**Passage given**
Posted in: by Robert Horton, Contributors, Essays

16 Notes on the “Like a Rolling Stone” Video

1. You are free to debate whether “Like a Rolling Stone” is the best song of the last 50 years, but it is certainly the Catcher in the Rye of pop music. On the one hand it’s about a specific kiss-off from one person to another, on the other hand it’s about everything in the world.

2. The “Like a Rolling Stone” video is the work of director Vania Heymann for the Israeli company Interlude. It consists of 16 different channels, which the viewer can click through at random. On each channel, the people onscreen are lip-synching the song; one channel is a live Dylan performance from the mid-Sixties, shot by D.A. Pennebaker.

3. Some of the channels are fictional but strongly resemble actual programs; a cable-news channel, kiddie animation, a home shopping network, a cooking show. They are immaculately done. Other channels are actual shows that participated in the project: Drew Carey hosting “The Price Is Right,” the HGTV show “Property Brothers,” the History Channel’s “Pawn Stars.”

4. The video, which looks like a bona fide round of channel-surfing circa 2013, uncannily complements Dylan’s song almost a half-century after its release. The song, with its incantatory words and series of anthem-ready rising chords, is a rallying cry for authenticity. Rolling it across a flowing stream of media filler is exactly what channel-surfing deserves.

dustbuster5. It would be interesting enough, but too easy by half, if the song were playing over randomly-selected clips from TV shows. But everybody’s lip-synching to Bob Dylan’s voice. It is as though the thing you always wished would happen when you turn on the television, that people would stop kidding you and would actually say something real, were happening on every channel.

**Given entries**

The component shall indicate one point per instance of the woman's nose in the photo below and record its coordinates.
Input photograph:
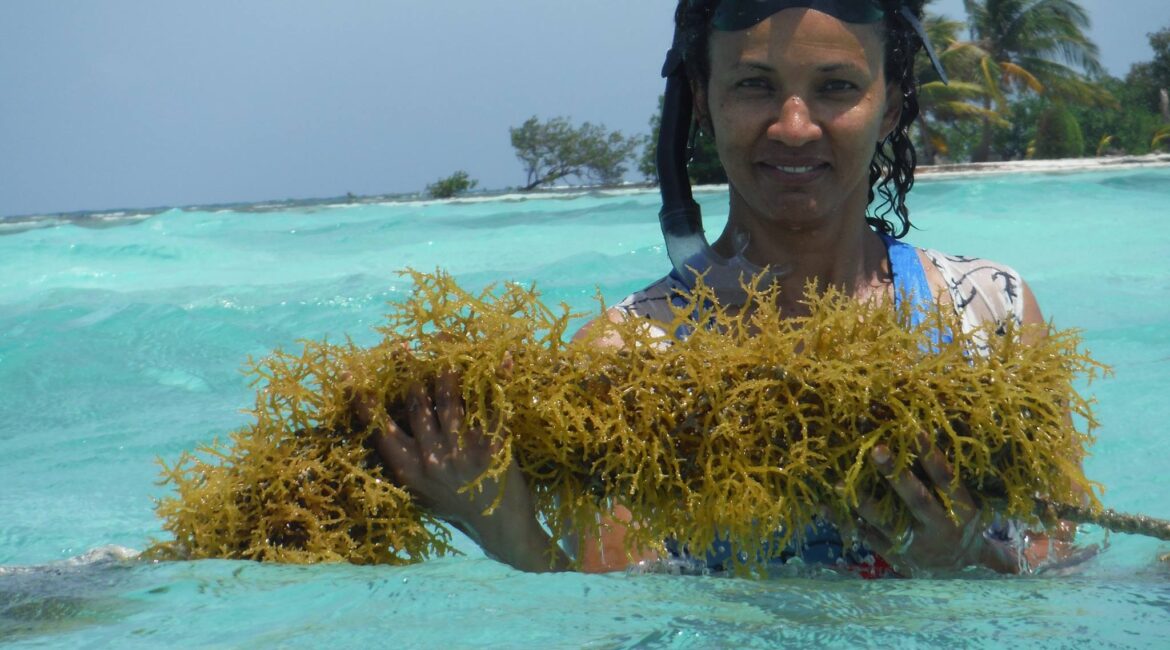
(795, 125)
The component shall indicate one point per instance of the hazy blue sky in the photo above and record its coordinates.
(139, 103)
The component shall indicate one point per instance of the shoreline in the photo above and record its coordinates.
(1062, 165)
(111, 218)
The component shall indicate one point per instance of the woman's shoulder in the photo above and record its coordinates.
(979, 289)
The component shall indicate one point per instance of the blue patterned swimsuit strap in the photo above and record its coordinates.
(909, 278)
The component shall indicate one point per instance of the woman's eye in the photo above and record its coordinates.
(839, 85)
(754, 84)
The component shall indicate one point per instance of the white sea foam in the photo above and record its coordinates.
(109, 554)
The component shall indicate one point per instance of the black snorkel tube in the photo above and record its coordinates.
(681, 218)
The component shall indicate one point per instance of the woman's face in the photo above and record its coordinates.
(797, 104)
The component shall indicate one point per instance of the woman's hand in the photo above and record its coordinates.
(436, 460)
(937, 540)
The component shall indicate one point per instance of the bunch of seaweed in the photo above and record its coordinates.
(748, 426)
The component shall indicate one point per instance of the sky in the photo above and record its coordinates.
(110, 104)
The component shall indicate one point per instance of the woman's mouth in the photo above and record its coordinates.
(796, 172)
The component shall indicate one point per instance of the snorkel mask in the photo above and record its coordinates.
(681, 218)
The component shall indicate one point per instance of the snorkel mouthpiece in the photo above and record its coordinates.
(681, 218)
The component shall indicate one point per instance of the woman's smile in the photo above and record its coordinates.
(797, 104)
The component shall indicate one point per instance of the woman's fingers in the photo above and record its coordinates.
(938, 470)
(917, 498)
(449, 407)
(424, 427)
(400, 453)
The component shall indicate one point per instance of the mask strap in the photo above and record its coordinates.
(908, 15)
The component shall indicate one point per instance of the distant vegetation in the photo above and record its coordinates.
(454, 185)
(555, 149)
(1025, 83)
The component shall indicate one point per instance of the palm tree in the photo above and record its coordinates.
(1034, 46)
(955, 102)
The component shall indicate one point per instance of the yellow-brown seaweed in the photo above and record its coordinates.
(744, 428)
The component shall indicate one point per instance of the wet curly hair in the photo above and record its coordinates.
(892, 168)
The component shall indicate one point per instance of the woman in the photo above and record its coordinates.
(809, 103)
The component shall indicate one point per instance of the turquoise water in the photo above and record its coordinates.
(122, 340)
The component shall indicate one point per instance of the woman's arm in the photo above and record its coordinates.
(428, 460)
(943, 540)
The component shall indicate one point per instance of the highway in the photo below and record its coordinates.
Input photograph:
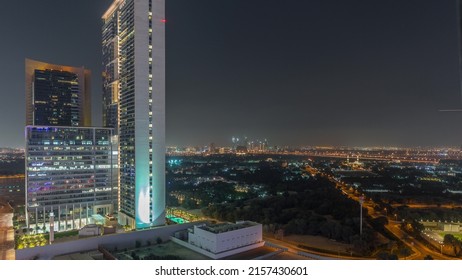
(6, 233)
(419, 249)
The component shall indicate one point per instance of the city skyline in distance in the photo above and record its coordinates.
(301, 74)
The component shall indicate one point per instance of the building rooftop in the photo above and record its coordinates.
(225, 227)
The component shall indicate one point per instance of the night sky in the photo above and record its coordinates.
(314, 72)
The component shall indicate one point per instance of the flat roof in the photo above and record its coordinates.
(225, 227)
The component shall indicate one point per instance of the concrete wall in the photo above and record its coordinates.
(121, 241)
(219, 255)
(226, 241)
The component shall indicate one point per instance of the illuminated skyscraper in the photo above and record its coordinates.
(57, 95)
(69, 172)
(134, 104)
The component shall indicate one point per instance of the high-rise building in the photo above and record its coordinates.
(134, 104)
(71, 168)
(57, 95)
(70, 173)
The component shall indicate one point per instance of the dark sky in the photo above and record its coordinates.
(351, 72)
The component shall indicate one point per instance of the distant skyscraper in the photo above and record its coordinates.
(57, 95)
(134, 104)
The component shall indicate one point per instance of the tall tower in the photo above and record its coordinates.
(134, 104)
(57, 95)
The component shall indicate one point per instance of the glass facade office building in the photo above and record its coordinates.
(134, 104)
(72, 172)
(57, 95)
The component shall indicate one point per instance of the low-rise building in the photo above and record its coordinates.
(224, 239)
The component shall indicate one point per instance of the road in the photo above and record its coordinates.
(6, 233)
(293, 249)
(425, 206)
(419, 249)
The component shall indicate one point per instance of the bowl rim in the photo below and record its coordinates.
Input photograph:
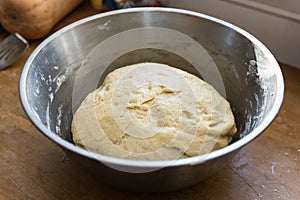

**Tasks for this exercise**
#1 Answer these questions about the notes on the “Like a Rolling Stone” video:
(a) Who directed the video, and for which company?
(b) How many channels does the video consist of?
(c) Which History Channel show took part in the project?
#2 How many lines of the listing contain the string "strap"? Case counts. Reply with the number only.

**Answer set**
#1
(a) Vania Heymann, for the Israeli company Interlude.
(b) 16.
(c) “Pawn Stars.”

#2 2